### PROBLEM
Repeat every line from the line containing "point per instance: viola" to the end of the data, exactly. Leave the pictures out.

### SUPPLIED RECORDS
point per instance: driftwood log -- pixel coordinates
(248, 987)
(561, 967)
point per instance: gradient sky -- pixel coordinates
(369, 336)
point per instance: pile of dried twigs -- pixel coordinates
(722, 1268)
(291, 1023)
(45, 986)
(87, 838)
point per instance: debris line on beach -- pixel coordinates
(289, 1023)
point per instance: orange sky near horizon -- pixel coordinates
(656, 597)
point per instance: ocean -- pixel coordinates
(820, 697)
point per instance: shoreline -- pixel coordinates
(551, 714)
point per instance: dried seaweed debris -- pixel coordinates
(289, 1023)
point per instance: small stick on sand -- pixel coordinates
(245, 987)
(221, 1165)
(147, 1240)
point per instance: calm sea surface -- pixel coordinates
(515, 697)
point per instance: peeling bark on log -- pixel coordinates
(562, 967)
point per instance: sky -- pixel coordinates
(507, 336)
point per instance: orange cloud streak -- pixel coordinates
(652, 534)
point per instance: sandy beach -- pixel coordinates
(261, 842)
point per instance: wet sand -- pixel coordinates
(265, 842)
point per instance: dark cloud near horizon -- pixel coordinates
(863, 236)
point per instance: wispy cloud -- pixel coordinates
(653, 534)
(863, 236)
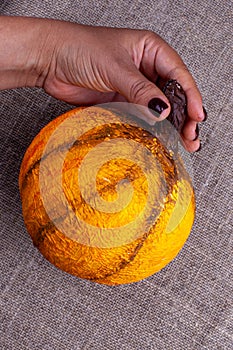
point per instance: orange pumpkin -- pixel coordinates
(121, 245)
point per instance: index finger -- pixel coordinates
(169, 65)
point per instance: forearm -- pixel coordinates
(22, 42)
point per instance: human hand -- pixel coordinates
(89, 65)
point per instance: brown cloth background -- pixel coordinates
(185, 306)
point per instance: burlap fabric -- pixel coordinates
(188, 304)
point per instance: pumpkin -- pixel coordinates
(120, 217)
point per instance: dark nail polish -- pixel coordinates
(199, 148)
(157, 105)
(205, 113)
(197, 133)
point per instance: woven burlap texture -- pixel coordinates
(187, 305)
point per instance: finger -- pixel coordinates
(137, 89)
(169, 65)
(191, 146)
(190, 130)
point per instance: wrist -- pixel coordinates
(26, 50)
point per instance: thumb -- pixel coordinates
(137, 89)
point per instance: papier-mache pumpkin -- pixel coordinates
(103, 198)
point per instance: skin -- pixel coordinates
(87, 65)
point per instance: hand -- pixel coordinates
(89, 65)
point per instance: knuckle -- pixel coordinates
(139, 89)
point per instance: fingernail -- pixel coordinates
(157, 105)
(205, 113)
(199, 148)
(197, 133)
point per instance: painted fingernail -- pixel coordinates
(157, 105)
(199, 148)
(205, 114)
(197, 133)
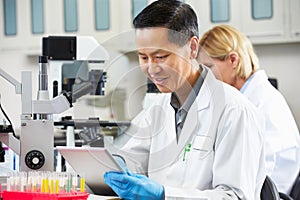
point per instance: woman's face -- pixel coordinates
(167, 65)
(222, 69)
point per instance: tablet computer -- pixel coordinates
(91, 163)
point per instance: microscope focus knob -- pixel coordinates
(34, 159)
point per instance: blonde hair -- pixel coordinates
(219, 41)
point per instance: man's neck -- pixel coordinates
(183, 92)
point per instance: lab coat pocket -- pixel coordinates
(202, 146)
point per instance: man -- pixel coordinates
(202, 139)
(232, 59)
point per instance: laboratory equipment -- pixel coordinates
(36, 143)
(44, 185)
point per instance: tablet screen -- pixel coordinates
(91, 163)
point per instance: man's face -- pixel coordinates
(166, 64)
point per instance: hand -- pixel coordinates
(133, 186)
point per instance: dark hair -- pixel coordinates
(178, 17)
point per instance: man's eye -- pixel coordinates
(143, 57)
(161, 57)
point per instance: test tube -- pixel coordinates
(82, 182)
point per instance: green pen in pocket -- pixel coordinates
(186, 149)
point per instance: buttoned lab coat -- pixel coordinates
(226, 156)
(281, 132)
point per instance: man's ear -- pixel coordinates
(234, 59)
(194, 46)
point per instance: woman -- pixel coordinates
(231, 57)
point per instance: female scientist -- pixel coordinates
(232, 59)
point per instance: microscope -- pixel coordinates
(67, 59)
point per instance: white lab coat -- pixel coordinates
(226, 159)
(281, 132)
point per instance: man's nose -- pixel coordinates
(153, 68)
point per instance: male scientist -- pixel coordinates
(203, 139)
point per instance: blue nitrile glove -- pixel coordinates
(133, 186)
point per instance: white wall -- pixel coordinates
(282, 61)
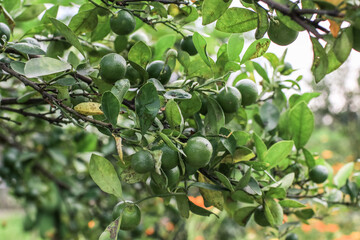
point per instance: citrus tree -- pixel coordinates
(107, 105)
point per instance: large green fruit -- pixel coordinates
(280, 34)
(133, 75)
(260, 218)
(319, 174)
(112, 67)
(160, 71)
(248, 90)
(130, 215)
(142, 162)
(122, 23)
(188, 46)
(4, 32)
(229, 99)
(198, 152)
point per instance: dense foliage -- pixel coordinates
(112, 104)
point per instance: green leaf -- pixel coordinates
(110, 106)
(230, 142)
(260, 147)
(199, 210)
(278, 152)
(104, 175)
(215, 118)
(242, 215)
(256, 49)
(244, 181)
(140, 53)
(68, 34)
(306, 97)
(320, 63)
(147, 105)
(343, 174)
(182, 204)
(237, 20)
(224, 180)
(234, 47)
(27, 48)
(305, 213)
(270, 115)
(213, 9)
(190, 106)
(177, 94)
(173, 114)
(343, 44)
(120, 89)
(43, 66)
(30, 12)
(273, 212)
(164, 43)
(301, 122)
(309, 158)
(200, 45)
(263, 21)
(84, 21)
(291, 203)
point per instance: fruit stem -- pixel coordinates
(160, 195)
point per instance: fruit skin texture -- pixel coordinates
(291, 236)
(173, 176)
(4, 31)
(318, 174)
(259, 217)
(112, 67)
(123, 23)
(160, 71)
(229, 99)
(198, 151)
(131, 215)
(133, 75)
(169, 158)
(142, 162)
(280, 34)
(248, 90)
(188, 46)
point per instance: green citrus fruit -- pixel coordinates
(169, 158)
(122, 23)
(248, 90)
(156, 189)
(291, 236)
(318, 174)
(173, 176)
(356, 39)
(130, 215)
(280, 34)
(142, 162)
(120, 43)
(4, 32)
(188, 46)
(133, 75)
(259, 217)
(160, 71)
(198, 152)
(112, 67)
(229, 99)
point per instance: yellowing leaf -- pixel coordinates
(214, 198)
(88, 108)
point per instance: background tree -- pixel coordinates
(128, 101)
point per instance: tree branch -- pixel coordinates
(51, 98)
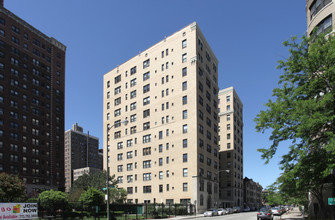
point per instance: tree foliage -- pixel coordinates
(302, 112)
(12, 188)
(96, 180)
(92, 197)
(52, 200)
(118, 195)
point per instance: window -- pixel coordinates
(185, 187)
(316, 6)
(116, 80)
(117, 112)
(146, 76)
(201, 129)
(185, 172)
(119, 156)
(129, 166)
(184, 158)
(133, 106)
(117, 101)
(201, 101)
(133, 118)
(132, 82)
(133, 94)
(129, 142)
(146, 100)
(146, 113)
(146, 88)
(146, 189)
(184, 43)
(184, 143)
(184, 57)
(146, 176)
(146, 151)
(133, 130)
(201, 115)
(185, 114)
(146, 63)
(119, 168)
(133, 70)
(184, 71)
(146, 126)
(119, 145)
(147, 138)
(184, 86)
(185, 100)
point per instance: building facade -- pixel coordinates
(252, 192)
(81, 151)
(320, 15)
(168, 150)
(231, 148)
(32, 75)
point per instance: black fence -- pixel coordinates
(77, 210)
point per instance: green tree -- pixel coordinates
(12, 188)
(118, 195)
(302, 112)
(52, 200)
(92, 197)
(84, 182)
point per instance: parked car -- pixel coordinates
(276, 210)
(222, 211)
(236, 209)
(246, 209)
(211, 212)
(229, 210)
(265, 213)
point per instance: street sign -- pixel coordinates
(331, 201)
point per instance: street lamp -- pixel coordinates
(125, 122)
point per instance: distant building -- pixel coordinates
(81, 151)
(252, 194)
(231, 148)
(32, 82)
(320, 16)
(168, 151)
(85, 170)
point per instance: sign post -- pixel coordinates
(331, 201)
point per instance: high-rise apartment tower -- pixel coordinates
(320, 16)
(168, 151)
(231, 148)
(81, 151)
(32, 74)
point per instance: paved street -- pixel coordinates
(295, 214)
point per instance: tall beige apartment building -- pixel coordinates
(320, 15)
(231, 148)
(168, 151)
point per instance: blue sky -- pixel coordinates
(246, 37)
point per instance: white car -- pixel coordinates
(211, 212)
(222, 211)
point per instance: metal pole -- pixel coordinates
(107, 174)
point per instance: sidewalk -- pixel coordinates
(295, 214)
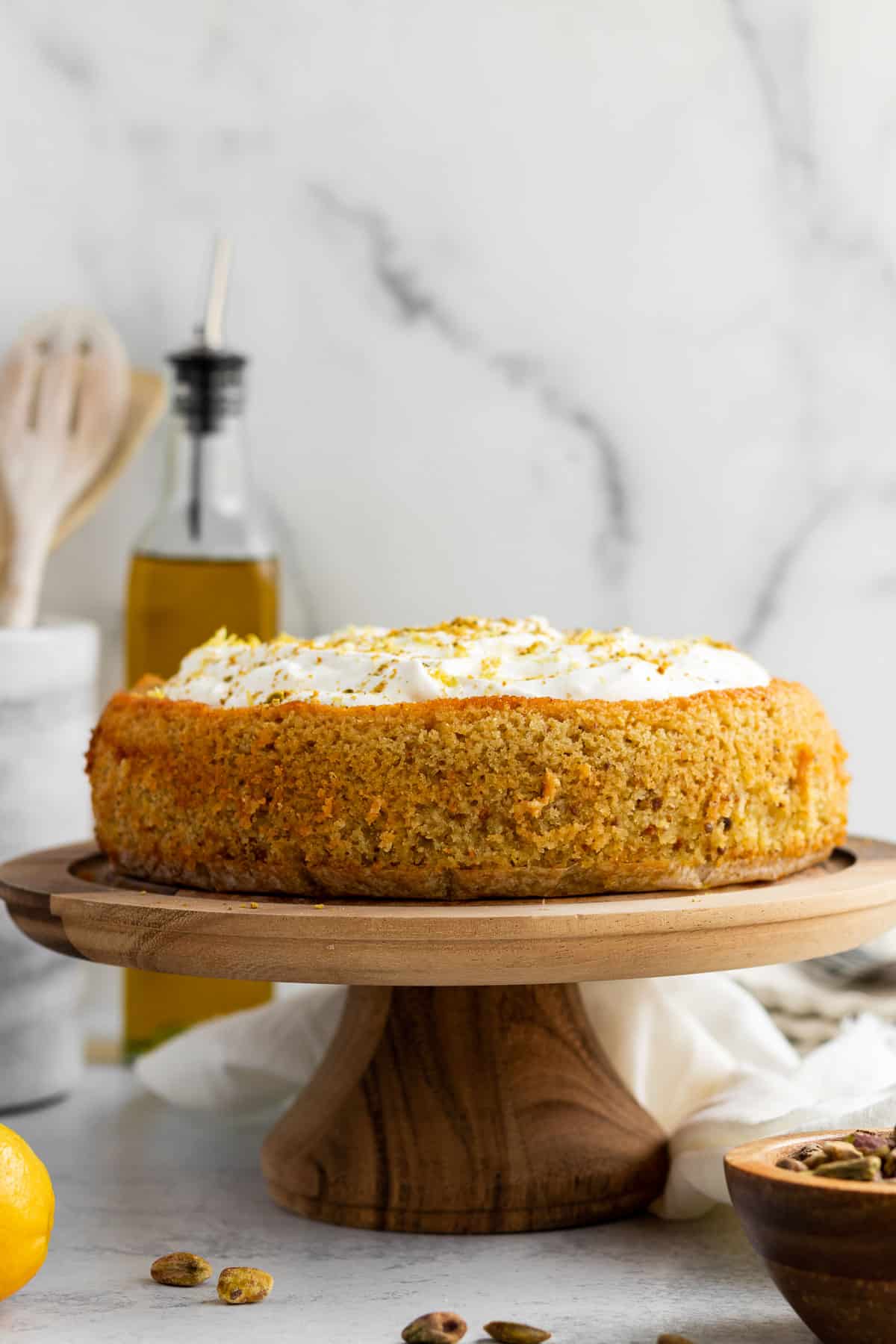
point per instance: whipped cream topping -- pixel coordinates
(464, 658)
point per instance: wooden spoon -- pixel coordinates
(63, 396)
(147, 405)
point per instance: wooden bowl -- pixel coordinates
(829, 1245)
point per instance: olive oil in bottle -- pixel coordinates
(206, 559)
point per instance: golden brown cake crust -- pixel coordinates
(467, 799)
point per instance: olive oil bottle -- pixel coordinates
(206, 559)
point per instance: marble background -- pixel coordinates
(576, 307)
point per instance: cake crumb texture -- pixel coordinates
(465, 799)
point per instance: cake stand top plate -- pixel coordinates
(72, 900)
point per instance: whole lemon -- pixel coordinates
(27, 1204)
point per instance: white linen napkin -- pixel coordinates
(697, 1051)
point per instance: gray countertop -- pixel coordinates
(136, 1177)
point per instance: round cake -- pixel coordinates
(464, 761)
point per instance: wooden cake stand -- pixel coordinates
(465, 1089)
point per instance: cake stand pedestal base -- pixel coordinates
(465, 1110)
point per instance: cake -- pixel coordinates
(465, 761)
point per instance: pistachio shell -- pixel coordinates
(180, 1269)
(240, 1284)
(514, 1332)
(435, 1328)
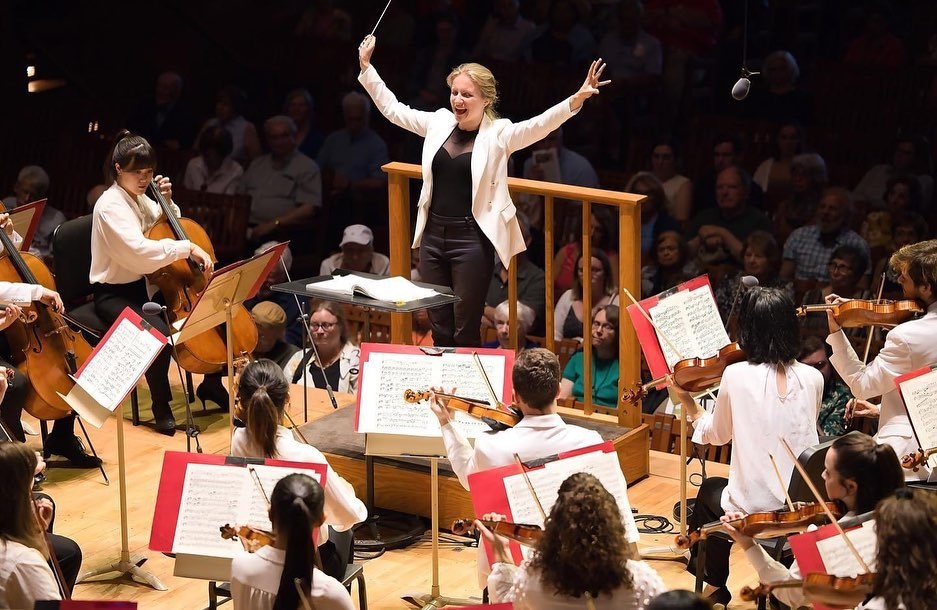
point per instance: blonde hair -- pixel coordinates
(484, 80)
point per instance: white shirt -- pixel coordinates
(24, 576)
(750, 413)
(908, 347)
(524, 587)
(255, 580)
(343, 509)
(120, 250)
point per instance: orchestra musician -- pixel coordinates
(466, 215)
(121, 254)
(858, 473)
(767, 396)
(908, 346)
(580, 555)
(263, 394)
(269, 578)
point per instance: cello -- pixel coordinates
(181, 283)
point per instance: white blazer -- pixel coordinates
(496, 140)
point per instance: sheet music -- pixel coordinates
(386, 375)
(118, 364)
(839, 560)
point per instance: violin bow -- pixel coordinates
(826, 509)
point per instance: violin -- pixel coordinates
(914, 461)
(768, 524)
(181, 282)
(251, 538)
(692, 374)
(859, 313)
(497, 419)
(825, 589)
(522, 533)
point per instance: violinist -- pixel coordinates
(581, 555)
(267, 579)
(769, 395)
(121, 254)
(263, 394)
(906, 555)
(857, 474)
(908, 346)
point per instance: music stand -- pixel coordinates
(227, 288)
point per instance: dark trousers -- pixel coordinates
(454, 252)
(109, 301)
(708, 508)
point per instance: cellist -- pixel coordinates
(121, 254)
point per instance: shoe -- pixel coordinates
(72, 449)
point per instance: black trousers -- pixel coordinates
(708, 508)
(109, 301)
(454, 252)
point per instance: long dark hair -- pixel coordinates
(263, 393)
(582, 550)
(295, 509)
(875, 468)
(768, 329)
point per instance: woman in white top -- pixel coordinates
(263, 394)
(858, 473)
(769, 396)
(121, 254)
(582, 555)
(25, 577)
(269, 578)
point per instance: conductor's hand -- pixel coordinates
(443, 413)
(365, 49)
(202, 258)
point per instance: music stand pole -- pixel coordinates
(126, 564)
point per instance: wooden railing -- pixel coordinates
(629, 268)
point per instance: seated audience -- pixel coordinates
(214, 170)
(273, 576)
(604, 362)
(502, 323)
(357, 254)
(567, 318)
(271, 329)
(564, 569)
(338, 357)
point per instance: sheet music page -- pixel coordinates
(839, 560)
(920, 398)
(546, 482)
(211, 497)
(121, 361)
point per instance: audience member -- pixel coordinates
(568, 315)
(504, 33)
(285, 185)
(357, 254)
(604, 377)
(214, 170)
(165, 121)
(807, 251)
(271, 330)
(716, 235)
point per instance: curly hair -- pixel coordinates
(906, 556)
(583, 548)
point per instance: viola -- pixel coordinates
(497, 419)
(768, 524)
(521, 533)
(831, 591)
(182, 282)
(859, 313)
(692, 374)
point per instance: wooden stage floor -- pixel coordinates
(88, 511)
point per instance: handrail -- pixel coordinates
(629, 266)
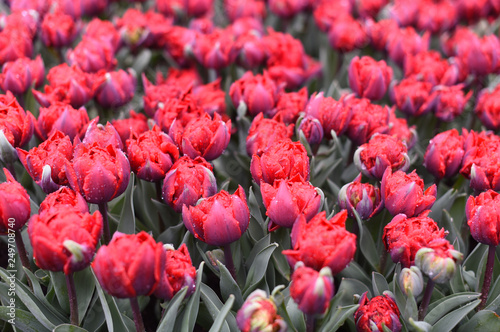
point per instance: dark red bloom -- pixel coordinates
(151, 154)
(187, 181)
(483, 217)
(99, 174)
(67, 84)
(130, 265)
(283, 160)
(285, 200)
(322, 243)
(64, 240)
(481, 160)
(258, 92)
(61, 117)
(444, 154)
(404, 236)
(379, 312)
(179, 273)
(114, 89)
(404, 193)
(220, 219)
(15, 205)
(46, 163)
(362, 197)
(380, 152)
(312, 290)
(265, 132)
(369, 78)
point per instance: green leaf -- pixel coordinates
(339, 317)
(379, 284)
(127, 216)
(68, 328)
(191, 310)
(221, 318)
(24, 320)
(114, 319)
(448, 322)
(229, 287)
(445, 305)
(167, 323)
(258, 268)
(483, 321)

### WORKED SOLUTION
point per instance: viola -- pixel coordinates
(497, 419)
(768, 524)
(521, 533)
(831, 591)
(182, 282)
(859, 313)
(692, 374)
point per instance: wooden stage floor -- pixel coordinates
(88, 511)
point per instance: handrail -- pixel coordinates
(629, 266)
point per instance: dark red bloom -- pixel coordinates
(151, 154)
(187, 181)
(483, 217)
(99, 174)
(67, 84)
(130, 265)
(283, 160)
(285, 200)
(322, 243)
(64, 240)
(481, 160)
(258, 92)
(61, 117)
(444, 154)
(404, 236)
(379, 312)
(179, 273)
(114, 89)
(404, 193)
(220, 219)
(15, 205)
(46, 163)
(362, 197)
(380, 152)
(312, 290)
(265, 132)
(369, 78)
point per instance: green leaf -- pixel coordinates
(339, 317)
(379, 284)
(127, 216)
(68, 328)
(191, 310)
(221, 318)
(24, 320)
(114, 319)
(448, 322)
(229, 287)
(445, 305)
(167, 323)
(258, 268)
(483, 321)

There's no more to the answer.